= Your goal =
Select every line containing the word "blurred" from the material, and copy those lines.
—————
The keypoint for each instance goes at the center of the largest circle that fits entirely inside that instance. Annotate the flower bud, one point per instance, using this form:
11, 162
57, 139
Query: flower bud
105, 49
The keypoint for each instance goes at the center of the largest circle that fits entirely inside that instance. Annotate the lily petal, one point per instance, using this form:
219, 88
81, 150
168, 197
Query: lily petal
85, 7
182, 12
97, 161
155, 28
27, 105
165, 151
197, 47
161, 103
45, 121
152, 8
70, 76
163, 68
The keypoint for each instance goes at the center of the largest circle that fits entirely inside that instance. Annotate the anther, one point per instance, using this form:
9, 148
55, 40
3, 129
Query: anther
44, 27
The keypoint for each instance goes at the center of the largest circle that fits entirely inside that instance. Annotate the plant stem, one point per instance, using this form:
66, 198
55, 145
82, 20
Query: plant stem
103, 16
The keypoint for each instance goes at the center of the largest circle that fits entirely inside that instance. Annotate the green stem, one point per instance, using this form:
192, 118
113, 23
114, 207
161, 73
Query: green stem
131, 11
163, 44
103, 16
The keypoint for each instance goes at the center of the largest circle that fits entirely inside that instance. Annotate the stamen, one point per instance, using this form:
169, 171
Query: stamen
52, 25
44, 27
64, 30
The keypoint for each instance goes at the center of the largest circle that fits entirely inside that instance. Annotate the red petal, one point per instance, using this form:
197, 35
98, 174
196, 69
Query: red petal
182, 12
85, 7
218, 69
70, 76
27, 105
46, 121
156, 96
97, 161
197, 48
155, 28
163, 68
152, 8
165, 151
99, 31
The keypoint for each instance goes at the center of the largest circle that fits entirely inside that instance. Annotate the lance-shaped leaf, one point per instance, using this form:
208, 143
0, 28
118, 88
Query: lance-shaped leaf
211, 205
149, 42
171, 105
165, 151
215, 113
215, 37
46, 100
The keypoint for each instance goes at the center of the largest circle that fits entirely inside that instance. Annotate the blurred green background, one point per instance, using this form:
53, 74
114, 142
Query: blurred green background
—————
= Task output =
The keypoint for each instance goes at the center of the largest circle that fits entirely inside that instance. Annotate the blurred green background, one point per instance, using this form:
Query: blurred green background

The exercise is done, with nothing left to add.